YOUR OBJECTIVE: Repeat the entries below word for word, though any picture in them should be dropped.

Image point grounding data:

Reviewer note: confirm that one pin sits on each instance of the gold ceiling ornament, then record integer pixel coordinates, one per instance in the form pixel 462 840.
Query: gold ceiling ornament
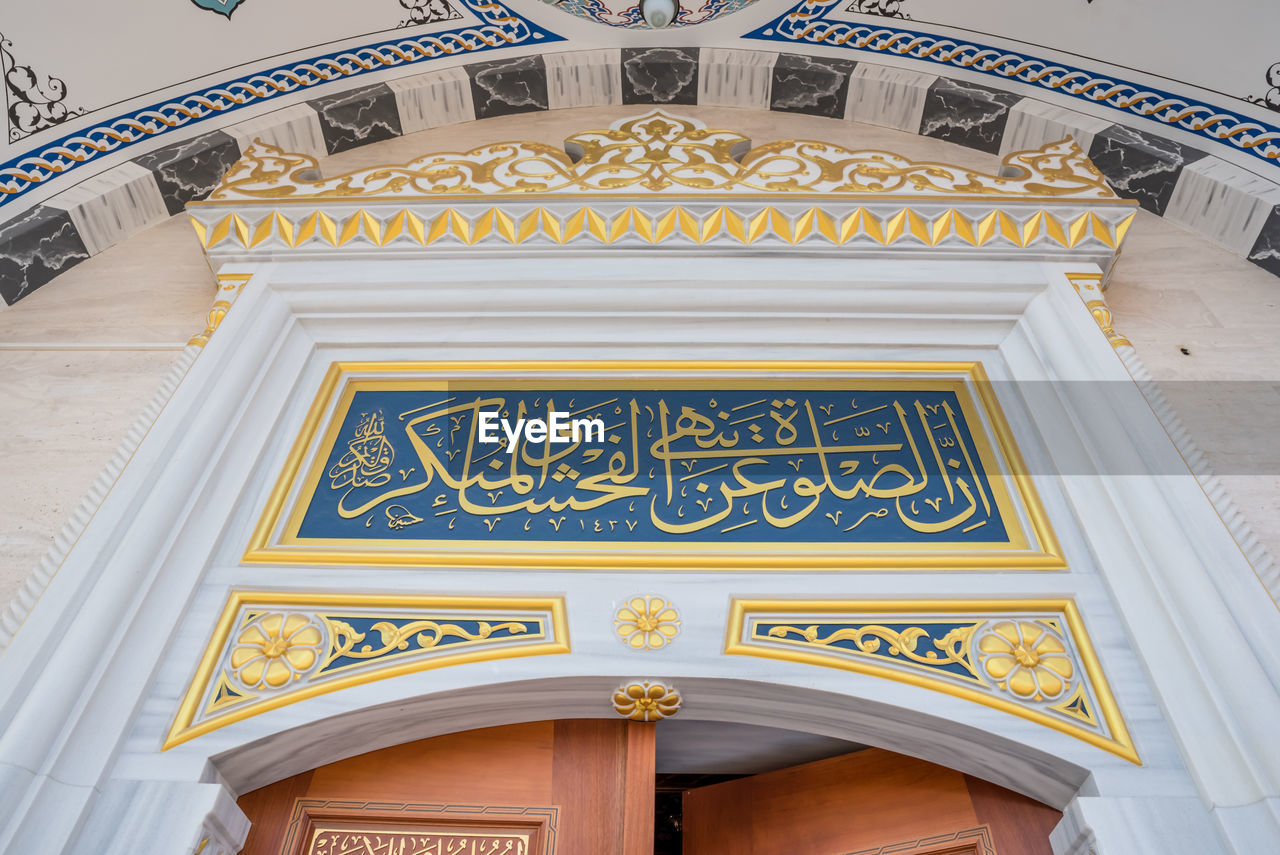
pixel 663 154
pixel 1028 658
pixel 647 622
pixel 647 702
pixel 1088 286
pixel 270 649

EXPECTED ANSWER:
Reviewer note: confirm that one pin sits on each instance of the gold ceiling ornament, then record integer pixel coordinates, one per instance in the form pixel 462 840.
Query: gold ceiling ornament
pixel 663 154
pixel 1028 658
pixel 647 622
pixel 647 702
pixel 1088 286
pixel 270 649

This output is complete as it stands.